Could you rewrite the entire listing below, requests included, with -23 added to each number in the answer coordinates while the sample points in the requests stay unchanged? Leave the pictures out.

══════════

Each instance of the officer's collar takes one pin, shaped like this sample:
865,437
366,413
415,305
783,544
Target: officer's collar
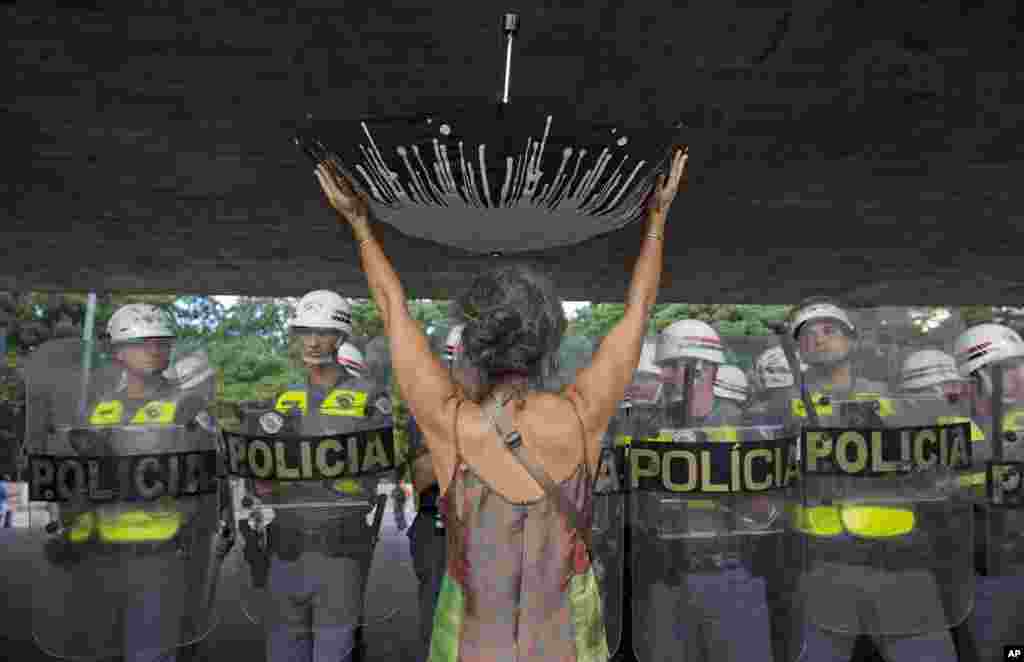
342,378
163,388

══════════

OUTPUT:
Each instance of the officer's collar takes one pin, shaped like this sample:
865,437
366,413
415,305
783,544
Target: officer's collar
319,355
140,365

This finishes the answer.